### WHAT THE TASK ASKS
Locate each line of the data below that contains the word "drawn" and copy those lines out.

### DATA FOR THIS TASK

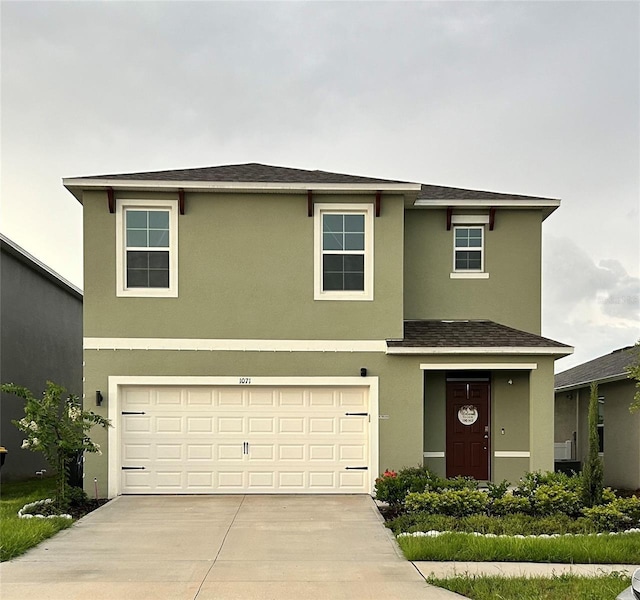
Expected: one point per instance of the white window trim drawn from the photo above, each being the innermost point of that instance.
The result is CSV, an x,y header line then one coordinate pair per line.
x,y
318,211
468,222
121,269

...

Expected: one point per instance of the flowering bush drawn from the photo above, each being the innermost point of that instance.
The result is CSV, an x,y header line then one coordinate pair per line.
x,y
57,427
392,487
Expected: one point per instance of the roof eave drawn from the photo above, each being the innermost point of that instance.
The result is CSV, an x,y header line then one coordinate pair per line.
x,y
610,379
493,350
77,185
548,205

--

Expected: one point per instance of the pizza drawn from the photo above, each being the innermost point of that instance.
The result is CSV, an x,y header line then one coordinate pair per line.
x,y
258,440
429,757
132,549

### WRITTEN RESPONSE
Expected: one point per instance of the white window trim drawn from the photo above, each being the innermost point of that instance.
Expected: one point per instance of the flowering bush drawn from the photo above, each being the innermost point of that instance.
Expected: one point per instance of the roof eave drawn from the photo above, each being the innermost point of that instance.
Expected: one point per instance of the pizza drawn from the photo above, each being the innermost point of that instance.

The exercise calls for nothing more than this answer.